## INSTRUCTIONS FOR THE TASK
Could you recast the records as a Markdown table with the columns Row and Line, beginning at the very first line and stopping after the line that has "441], [717, 270]]", with blank lines left out?

[Segmentation dataset excerpts]

______

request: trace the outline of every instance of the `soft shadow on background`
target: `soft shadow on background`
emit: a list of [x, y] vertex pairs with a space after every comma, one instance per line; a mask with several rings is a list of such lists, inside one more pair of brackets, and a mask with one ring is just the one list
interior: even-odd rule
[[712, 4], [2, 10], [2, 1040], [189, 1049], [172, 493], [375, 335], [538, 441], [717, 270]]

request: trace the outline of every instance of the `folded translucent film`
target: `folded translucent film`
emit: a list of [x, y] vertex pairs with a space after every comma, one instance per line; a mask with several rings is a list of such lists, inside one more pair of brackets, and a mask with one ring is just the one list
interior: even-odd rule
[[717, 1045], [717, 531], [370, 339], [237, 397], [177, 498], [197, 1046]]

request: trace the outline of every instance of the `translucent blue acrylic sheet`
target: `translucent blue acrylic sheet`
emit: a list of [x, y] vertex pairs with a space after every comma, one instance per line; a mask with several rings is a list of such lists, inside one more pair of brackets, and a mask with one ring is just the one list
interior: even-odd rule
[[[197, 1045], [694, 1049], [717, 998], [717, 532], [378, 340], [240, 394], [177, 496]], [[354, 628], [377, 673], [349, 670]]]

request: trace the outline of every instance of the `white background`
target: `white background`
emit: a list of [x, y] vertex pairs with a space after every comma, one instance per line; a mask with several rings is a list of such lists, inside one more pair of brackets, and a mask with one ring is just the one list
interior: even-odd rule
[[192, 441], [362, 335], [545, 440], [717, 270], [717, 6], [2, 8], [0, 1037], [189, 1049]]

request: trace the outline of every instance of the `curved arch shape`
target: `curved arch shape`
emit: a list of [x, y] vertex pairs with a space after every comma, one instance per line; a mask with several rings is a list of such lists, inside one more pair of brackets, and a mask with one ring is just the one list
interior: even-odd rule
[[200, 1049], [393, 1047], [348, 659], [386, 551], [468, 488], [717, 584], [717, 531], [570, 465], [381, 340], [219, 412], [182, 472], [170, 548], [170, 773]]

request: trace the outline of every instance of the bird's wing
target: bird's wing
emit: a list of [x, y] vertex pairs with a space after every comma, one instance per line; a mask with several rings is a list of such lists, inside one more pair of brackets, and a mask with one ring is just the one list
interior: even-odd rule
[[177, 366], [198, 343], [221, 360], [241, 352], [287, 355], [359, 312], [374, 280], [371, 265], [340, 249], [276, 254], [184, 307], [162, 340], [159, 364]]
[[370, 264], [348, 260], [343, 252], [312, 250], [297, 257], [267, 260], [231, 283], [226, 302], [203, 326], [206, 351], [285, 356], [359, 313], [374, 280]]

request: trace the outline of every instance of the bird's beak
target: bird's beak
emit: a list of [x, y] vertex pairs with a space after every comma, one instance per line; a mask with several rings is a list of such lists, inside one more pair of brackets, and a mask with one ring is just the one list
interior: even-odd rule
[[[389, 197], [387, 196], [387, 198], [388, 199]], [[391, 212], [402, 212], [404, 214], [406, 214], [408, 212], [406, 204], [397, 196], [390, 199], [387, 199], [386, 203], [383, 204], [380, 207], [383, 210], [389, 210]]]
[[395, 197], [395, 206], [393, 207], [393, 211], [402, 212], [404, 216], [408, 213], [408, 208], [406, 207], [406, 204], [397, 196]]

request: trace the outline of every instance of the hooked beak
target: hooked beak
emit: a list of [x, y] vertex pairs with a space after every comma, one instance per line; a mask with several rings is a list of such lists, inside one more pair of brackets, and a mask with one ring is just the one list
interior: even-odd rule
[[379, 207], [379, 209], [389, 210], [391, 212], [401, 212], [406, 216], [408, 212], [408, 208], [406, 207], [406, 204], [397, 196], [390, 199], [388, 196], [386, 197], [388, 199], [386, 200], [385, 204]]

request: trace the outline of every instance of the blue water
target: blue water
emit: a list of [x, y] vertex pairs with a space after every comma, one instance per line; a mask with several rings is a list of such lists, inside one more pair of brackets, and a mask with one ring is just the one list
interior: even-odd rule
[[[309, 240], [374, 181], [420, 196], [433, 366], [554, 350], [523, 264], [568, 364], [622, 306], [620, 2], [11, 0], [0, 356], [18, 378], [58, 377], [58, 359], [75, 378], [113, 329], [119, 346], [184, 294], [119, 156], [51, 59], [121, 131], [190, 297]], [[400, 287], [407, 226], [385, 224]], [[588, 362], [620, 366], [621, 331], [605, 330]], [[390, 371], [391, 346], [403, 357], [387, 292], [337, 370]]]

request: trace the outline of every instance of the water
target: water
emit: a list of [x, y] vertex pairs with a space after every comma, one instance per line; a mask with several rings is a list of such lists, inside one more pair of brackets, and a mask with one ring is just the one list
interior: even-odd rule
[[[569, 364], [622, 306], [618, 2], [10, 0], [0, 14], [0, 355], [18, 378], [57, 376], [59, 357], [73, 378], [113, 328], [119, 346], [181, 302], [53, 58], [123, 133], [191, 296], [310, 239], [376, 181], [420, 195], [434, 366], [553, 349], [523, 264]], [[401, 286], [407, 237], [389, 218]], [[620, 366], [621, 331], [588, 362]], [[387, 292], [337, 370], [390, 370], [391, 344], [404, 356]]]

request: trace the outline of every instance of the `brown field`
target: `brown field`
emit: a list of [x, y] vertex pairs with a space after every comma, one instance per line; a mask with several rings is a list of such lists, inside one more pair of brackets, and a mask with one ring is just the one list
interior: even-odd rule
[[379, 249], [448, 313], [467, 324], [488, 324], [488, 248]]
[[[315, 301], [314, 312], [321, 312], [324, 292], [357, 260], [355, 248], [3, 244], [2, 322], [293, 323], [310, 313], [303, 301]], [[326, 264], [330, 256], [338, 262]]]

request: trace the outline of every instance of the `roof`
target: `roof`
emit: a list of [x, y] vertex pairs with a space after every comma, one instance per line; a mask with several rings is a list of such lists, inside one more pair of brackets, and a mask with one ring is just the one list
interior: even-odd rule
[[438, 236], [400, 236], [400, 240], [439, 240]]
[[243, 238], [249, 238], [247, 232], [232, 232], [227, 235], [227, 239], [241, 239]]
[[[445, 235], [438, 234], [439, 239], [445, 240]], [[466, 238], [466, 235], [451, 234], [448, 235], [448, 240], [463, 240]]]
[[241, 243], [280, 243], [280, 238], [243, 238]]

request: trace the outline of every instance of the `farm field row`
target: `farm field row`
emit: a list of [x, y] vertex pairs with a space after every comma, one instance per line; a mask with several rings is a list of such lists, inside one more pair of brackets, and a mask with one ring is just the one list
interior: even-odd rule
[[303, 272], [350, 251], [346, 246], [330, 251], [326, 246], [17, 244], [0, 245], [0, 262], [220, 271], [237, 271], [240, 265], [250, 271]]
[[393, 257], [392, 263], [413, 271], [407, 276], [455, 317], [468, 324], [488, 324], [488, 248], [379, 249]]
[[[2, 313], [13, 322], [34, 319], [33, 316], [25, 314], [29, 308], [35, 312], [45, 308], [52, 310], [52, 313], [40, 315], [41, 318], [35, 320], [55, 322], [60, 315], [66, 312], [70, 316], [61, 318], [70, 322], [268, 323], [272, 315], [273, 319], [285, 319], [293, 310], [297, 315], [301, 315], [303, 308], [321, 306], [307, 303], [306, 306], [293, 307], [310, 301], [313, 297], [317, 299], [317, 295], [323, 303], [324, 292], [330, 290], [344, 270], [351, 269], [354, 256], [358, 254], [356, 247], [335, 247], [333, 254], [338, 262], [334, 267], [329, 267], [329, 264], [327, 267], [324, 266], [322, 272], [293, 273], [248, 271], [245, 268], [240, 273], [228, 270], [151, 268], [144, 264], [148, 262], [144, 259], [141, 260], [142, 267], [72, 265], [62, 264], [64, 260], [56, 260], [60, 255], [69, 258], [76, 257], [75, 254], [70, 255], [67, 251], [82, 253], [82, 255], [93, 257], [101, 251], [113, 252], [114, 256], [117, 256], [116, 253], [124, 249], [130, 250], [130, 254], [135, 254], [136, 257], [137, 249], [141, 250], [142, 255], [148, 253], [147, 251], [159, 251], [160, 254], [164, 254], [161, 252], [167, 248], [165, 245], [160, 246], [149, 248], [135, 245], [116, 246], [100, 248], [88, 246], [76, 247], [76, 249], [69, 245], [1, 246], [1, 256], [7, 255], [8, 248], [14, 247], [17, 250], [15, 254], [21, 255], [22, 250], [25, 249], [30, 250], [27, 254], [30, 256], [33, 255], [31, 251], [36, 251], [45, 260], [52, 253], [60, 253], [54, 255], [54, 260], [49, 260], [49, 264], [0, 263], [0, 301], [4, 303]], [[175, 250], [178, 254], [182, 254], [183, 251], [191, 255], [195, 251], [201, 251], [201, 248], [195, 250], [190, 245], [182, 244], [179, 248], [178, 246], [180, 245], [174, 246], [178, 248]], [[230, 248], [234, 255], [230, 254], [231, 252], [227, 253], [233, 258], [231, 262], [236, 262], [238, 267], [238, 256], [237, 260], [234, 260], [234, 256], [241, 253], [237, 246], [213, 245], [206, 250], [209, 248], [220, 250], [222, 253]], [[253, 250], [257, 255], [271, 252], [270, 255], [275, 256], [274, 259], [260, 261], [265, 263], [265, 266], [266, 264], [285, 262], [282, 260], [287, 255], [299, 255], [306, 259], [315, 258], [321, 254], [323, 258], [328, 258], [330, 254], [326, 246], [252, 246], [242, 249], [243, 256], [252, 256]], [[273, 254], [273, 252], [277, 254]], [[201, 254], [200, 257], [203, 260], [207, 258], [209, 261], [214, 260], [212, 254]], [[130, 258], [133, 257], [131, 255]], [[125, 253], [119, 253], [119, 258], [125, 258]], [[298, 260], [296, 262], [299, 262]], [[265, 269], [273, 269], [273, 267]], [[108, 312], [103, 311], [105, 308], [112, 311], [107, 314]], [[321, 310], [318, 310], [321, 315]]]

______

## EXERCISE RESULT
| Row | Line |
|---|---|
| 1 | request: trace the outline of every instance of the `soft shadow on background` |
| 2 | target: `soft shadow on background` |
| 3 | emit: a list of [x, y] vertex pairs with a space after every comma, one instance per line; a mask with several rings is a list of such lists, inside one more pair of brackets, and a mask with one ring is just the one list |
| 4 | interior: even-odd rule |
| 5 | [[712, 4], [2, 10], [2, 1040], [189, 1049], [172, 493], [375, 335], [538, 441], [717, 270]] |